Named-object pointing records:

+--

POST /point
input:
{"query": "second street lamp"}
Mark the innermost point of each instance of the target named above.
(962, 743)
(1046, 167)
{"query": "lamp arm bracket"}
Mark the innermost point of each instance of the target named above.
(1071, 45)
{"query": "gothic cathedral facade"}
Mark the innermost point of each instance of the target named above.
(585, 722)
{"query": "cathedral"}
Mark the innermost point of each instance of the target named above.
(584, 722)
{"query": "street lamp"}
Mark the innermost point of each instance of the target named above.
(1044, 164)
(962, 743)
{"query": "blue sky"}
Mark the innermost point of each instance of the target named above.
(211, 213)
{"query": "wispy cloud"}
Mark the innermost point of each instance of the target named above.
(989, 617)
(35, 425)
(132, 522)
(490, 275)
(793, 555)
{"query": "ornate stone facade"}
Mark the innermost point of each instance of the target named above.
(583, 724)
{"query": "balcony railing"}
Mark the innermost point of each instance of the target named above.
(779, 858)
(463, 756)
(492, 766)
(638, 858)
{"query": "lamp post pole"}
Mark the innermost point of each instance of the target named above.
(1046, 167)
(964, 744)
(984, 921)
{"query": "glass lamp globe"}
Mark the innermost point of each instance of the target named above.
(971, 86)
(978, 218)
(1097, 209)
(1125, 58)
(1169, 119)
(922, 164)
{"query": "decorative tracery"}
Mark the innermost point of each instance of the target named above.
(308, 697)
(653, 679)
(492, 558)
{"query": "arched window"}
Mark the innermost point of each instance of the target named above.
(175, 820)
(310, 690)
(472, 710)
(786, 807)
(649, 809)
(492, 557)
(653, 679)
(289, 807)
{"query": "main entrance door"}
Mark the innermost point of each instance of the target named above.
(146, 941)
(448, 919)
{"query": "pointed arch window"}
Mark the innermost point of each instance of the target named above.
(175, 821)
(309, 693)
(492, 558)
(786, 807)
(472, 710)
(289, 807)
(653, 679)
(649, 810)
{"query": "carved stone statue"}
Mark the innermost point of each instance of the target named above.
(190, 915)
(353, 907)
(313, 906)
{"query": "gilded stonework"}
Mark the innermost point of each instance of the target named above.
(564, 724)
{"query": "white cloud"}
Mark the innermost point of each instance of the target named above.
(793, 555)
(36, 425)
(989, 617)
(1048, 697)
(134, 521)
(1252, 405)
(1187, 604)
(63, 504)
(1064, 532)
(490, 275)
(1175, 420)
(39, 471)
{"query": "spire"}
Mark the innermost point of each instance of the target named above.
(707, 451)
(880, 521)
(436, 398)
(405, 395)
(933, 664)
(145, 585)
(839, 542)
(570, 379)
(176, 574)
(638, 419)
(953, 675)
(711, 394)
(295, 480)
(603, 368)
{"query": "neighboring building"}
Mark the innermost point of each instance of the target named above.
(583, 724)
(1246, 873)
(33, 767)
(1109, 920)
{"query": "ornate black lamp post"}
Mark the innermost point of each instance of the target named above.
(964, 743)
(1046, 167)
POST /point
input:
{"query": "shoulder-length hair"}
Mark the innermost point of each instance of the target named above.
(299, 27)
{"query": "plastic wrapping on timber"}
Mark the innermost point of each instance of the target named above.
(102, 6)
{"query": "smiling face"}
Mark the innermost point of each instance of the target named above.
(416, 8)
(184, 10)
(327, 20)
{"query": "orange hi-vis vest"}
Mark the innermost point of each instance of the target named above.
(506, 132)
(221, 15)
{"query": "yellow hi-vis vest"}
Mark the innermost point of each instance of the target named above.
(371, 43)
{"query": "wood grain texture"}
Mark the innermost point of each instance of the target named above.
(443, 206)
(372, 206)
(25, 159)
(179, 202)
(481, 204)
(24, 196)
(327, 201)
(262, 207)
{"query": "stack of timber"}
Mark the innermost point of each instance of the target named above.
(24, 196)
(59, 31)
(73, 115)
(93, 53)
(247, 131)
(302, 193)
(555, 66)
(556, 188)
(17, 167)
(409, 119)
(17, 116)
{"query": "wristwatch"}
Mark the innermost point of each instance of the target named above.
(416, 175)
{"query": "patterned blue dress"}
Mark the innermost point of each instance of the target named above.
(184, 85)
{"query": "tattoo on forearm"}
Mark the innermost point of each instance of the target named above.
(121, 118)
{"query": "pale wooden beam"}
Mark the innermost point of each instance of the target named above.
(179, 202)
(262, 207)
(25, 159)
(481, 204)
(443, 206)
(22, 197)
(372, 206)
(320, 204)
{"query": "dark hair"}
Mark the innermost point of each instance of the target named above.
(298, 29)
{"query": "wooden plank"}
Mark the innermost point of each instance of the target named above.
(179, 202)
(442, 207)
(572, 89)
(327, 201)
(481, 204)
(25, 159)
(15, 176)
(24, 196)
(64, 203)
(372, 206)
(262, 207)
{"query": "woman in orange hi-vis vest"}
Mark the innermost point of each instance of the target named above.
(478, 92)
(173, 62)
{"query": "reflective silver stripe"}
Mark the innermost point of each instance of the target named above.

+--

_Goal:_
Extract exactly the lines between the line containing "in orange hi-vis" and the end of the data, including both.

_Written solution:_
{"query": "woman in orange hi-vis vest"}
Mark the innermost point of each instance of the target named above.
(478, 92)
(173, 62)
{"query": "reflective silver stripe"}
Mark the innermost point of each instance of the target named above.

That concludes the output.